• _SHORT TASK_: From the data below, pull out every line that contains the word "black" and copy each of those lines in full.

• _RAW DATA_:
::::

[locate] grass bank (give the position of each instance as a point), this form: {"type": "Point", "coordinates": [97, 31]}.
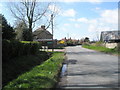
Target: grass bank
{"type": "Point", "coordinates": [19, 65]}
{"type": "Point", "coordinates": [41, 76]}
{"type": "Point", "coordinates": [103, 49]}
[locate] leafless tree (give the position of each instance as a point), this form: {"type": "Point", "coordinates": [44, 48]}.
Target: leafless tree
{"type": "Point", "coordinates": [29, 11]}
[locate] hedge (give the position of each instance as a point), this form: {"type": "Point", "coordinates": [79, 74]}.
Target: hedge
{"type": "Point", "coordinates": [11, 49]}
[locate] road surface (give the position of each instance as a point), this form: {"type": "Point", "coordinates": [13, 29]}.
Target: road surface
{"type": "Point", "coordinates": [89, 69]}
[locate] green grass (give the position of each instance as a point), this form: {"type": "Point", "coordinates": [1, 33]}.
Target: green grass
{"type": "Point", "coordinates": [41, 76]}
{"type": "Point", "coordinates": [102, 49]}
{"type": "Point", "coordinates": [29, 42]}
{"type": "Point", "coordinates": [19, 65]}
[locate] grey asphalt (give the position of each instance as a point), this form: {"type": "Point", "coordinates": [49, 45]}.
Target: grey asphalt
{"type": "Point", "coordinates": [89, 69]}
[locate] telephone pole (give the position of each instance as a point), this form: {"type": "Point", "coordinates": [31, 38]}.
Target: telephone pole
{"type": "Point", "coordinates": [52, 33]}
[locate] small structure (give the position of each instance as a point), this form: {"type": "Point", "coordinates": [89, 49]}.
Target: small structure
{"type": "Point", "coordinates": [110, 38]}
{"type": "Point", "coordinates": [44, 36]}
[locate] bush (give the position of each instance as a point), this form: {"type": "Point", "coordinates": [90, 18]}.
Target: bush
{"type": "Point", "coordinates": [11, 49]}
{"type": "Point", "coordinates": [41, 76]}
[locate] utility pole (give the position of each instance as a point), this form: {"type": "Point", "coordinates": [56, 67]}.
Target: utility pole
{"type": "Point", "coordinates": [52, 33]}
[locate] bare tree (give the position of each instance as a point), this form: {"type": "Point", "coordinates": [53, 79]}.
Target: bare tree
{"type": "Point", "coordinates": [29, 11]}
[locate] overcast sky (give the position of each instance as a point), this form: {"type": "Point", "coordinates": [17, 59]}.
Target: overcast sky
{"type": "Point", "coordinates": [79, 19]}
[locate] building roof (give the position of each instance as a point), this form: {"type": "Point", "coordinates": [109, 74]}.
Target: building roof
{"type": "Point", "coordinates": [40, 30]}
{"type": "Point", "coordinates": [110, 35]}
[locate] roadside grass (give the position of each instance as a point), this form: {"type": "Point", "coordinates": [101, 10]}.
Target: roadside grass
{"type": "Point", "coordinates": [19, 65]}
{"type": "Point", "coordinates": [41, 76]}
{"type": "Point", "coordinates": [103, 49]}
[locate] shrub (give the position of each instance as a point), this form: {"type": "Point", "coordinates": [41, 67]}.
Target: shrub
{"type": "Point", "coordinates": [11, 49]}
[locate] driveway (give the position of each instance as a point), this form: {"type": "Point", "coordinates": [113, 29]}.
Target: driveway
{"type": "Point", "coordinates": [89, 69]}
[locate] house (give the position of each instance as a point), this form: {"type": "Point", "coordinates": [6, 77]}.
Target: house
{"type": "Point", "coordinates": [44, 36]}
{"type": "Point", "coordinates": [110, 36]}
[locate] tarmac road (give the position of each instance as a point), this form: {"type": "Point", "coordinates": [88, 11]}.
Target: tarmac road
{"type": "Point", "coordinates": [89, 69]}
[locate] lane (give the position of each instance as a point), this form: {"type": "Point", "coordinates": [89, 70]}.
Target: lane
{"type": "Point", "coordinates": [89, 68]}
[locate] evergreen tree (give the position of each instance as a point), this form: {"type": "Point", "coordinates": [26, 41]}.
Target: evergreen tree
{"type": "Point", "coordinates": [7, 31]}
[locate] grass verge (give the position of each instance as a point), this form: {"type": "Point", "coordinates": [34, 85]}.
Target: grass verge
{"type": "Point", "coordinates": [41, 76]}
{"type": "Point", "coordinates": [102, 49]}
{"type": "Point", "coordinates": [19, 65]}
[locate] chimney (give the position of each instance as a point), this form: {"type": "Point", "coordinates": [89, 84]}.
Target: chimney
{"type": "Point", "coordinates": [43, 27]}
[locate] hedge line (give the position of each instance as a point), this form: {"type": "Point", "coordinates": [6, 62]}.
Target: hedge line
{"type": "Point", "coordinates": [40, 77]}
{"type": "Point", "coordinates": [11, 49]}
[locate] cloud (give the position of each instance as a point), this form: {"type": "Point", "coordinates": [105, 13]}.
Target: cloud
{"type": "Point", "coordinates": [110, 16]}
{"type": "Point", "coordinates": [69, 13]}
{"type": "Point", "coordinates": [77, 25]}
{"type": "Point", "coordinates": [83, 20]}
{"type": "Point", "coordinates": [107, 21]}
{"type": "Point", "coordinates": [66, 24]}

::::

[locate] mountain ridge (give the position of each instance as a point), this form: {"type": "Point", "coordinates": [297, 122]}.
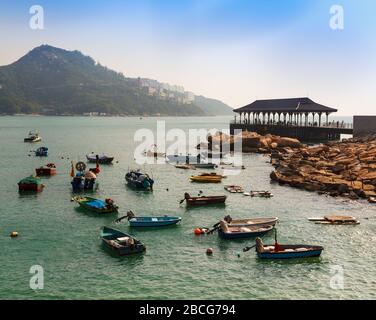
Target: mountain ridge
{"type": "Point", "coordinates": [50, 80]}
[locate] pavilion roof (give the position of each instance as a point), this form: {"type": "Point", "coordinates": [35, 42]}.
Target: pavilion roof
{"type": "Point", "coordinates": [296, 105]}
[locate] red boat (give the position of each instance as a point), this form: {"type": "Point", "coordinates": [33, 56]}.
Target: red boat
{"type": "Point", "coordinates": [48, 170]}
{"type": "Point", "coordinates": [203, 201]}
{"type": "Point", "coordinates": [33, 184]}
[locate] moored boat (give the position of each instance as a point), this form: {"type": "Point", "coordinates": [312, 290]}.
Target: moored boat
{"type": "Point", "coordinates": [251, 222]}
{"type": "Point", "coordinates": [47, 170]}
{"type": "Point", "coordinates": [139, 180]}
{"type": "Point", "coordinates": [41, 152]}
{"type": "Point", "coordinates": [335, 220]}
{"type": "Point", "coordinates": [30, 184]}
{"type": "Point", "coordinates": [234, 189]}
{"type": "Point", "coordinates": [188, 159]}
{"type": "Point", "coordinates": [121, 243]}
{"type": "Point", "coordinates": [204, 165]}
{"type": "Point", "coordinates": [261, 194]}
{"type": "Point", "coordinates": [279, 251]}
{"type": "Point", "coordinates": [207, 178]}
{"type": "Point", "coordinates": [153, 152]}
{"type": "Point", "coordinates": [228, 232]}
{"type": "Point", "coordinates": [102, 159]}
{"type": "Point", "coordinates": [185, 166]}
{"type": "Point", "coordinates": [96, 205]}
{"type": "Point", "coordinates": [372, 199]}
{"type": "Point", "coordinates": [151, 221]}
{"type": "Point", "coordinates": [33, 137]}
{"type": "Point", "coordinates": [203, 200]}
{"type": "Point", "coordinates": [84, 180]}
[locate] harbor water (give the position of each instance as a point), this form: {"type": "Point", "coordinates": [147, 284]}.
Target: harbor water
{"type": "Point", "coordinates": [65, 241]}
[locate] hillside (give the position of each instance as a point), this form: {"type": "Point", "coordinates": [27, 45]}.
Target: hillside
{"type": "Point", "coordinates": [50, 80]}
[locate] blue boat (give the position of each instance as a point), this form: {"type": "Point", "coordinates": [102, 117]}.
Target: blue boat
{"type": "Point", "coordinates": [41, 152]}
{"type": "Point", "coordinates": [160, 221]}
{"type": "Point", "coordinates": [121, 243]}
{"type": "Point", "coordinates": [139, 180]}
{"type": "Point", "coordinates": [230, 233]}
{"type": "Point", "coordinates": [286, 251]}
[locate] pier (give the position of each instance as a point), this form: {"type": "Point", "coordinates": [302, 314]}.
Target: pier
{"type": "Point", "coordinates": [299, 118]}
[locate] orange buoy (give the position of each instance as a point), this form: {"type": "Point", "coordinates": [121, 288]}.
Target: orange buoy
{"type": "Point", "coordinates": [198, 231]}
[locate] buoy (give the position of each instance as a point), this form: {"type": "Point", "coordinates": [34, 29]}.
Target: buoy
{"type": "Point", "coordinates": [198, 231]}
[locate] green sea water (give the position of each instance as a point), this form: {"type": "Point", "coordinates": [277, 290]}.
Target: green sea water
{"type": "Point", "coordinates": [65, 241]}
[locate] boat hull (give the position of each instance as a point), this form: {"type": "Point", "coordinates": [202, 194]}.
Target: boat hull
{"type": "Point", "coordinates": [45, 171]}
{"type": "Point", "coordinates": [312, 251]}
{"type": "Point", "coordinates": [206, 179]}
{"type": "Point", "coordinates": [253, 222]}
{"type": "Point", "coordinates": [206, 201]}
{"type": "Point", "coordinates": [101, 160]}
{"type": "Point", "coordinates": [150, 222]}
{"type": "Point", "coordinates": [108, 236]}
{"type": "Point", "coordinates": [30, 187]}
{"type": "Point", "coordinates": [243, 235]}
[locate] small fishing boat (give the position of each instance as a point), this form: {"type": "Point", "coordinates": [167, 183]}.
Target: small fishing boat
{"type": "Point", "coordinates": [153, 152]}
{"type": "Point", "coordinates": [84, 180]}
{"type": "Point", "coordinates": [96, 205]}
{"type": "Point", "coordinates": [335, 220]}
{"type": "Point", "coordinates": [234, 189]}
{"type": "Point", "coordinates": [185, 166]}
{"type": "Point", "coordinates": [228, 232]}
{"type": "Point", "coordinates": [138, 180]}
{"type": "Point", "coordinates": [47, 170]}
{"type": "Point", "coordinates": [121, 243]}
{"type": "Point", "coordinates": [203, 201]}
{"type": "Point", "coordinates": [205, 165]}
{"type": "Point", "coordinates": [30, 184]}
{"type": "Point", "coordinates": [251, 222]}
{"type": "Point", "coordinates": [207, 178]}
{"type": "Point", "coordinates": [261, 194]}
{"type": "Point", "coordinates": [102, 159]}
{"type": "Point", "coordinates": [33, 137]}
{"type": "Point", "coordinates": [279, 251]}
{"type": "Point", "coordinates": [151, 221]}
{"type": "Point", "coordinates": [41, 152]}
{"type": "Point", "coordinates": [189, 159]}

::::

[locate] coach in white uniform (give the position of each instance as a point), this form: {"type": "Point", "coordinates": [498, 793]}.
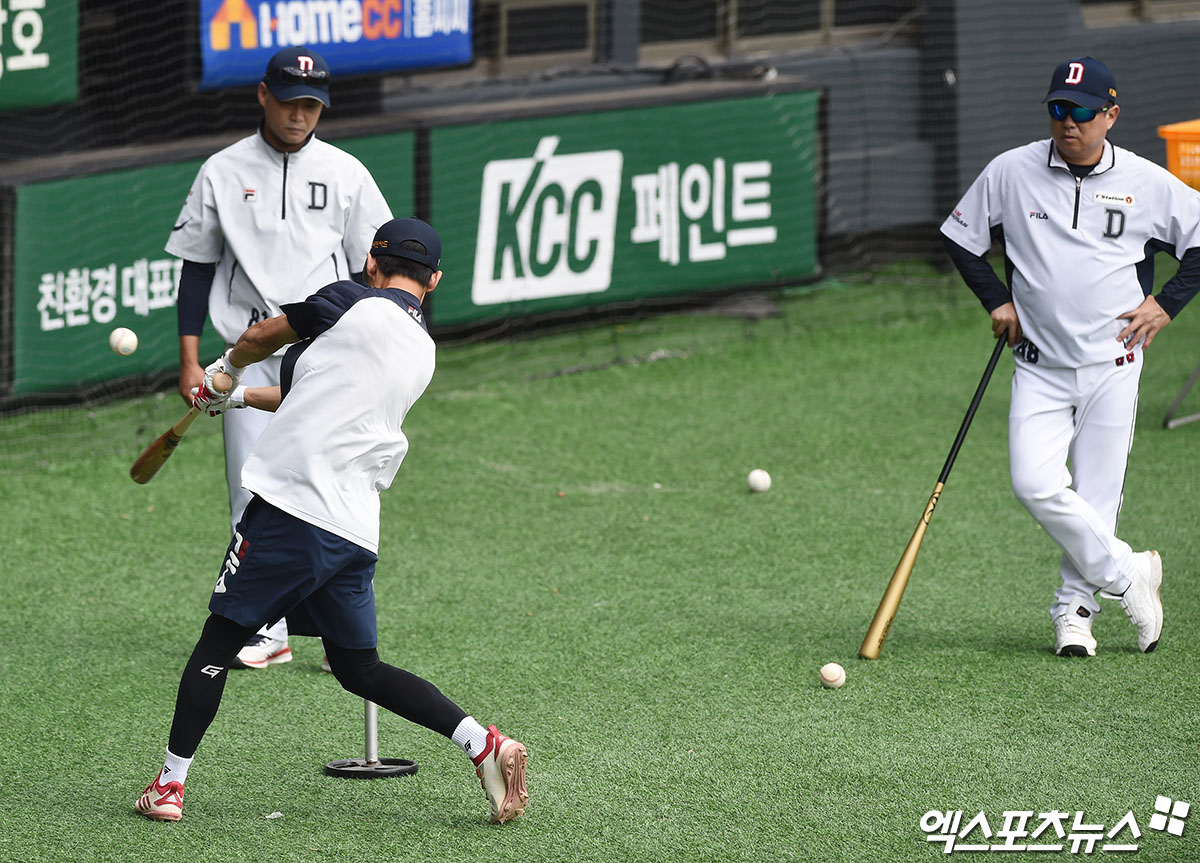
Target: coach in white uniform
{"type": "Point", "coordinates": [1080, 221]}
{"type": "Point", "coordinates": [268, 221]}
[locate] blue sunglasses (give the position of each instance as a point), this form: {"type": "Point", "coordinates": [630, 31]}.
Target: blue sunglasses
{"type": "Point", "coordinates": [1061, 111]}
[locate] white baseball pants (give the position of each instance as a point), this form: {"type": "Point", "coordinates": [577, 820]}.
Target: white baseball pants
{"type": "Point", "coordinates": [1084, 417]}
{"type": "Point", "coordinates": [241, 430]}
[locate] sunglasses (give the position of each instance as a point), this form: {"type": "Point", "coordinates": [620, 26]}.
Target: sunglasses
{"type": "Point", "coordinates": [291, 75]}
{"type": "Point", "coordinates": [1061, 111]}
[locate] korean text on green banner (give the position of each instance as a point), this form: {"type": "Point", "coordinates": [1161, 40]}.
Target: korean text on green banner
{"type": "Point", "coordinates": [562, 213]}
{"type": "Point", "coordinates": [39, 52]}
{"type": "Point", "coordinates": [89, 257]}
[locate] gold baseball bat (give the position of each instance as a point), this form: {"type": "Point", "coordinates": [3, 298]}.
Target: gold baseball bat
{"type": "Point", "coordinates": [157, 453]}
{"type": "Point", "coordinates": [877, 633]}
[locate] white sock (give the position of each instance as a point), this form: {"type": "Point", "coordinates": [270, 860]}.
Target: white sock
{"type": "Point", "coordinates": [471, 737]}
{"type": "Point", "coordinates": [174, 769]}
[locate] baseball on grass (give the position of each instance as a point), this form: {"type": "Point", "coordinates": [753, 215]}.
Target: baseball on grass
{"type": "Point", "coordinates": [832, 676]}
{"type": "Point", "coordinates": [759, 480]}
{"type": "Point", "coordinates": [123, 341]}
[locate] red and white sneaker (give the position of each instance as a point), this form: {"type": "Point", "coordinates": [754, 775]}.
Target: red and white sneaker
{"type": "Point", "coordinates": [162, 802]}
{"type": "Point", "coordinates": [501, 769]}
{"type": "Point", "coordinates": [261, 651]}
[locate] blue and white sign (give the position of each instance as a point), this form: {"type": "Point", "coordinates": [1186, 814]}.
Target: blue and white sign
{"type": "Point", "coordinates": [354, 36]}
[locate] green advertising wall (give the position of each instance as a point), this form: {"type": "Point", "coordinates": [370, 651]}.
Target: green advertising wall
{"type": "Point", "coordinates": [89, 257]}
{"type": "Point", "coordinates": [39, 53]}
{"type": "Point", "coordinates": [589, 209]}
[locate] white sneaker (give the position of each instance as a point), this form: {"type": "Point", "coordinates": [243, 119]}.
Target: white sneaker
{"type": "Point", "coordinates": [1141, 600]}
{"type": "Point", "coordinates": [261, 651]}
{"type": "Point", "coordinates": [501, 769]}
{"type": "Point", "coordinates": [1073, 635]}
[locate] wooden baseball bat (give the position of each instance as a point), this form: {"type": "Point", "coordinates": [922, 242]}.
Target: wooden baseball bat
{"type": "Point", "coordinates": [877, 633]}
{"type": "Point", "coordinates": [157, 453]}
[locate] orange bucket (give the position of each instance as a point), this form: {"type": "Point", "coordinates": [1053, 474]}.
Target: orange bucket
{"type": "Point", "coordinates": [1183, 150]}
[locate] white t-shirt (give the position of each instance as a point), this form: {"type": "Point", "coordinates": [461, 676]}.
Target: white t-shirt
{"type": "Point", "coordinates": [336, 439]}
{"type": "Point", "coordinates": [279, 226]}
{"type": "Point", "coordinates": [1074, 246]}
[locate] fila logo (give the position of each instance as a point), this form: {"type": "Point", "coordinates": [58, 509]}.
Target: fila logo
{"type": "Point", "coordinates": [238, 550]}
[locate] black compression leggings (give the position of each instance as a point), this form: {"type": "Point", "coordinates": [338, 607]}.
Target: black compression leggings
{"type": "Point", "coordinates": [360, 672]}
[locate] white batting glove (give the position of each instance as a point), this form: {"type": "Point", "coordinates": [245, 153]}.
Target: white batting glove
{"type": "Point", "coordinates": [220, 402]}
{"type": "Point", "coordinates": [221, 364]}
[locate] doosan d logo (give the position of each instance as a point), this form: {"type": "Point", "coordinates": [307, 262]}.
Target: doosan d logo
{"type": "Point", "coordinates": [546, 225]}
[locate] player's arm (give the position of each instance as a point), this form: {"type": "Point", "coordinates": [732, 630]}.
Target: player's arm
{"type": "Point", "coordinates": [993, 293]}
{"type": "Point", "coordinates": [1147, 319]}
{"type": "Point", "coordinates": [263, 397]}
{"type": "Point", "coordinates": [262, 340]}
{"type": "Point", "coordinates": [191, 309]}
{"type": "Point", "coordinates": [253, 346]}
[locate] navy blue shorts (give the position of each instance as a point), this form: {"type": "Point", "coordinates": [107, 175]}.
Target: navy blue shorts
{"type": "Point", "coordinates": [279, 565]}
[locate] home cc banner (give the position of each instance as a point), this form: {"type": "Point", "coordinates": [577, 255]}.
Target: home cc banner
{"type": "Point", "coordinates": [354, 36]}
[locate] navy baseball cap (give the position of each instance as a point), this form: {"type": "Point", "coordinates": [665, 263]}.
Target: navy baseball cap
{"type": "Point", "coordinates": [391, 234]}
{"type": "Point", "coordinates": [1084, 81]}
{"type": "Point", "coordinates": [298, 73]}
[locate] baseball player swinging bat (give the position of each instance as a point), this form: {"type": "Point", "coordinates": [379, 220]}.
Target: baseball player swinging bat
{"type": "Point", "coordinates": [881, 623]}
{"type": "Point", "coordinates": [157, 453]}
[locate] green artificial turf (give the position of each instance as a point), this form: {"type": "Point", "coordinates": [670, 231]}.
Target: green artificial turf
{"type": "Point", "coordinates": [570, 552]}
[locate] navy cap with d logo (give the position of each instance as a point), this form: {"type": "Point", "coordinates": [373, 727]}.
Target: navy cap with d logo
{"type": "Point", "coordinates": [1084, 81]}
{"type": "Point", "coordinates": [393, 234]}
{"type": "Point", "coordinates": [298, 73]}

::::

• _ANSWER TO THE EXERCISE_:
[locate] black compression leggings (give the position of each instance as a point), this form: {"type": "Point", "coordinates": [338, 607]}.
Target: black compression leggings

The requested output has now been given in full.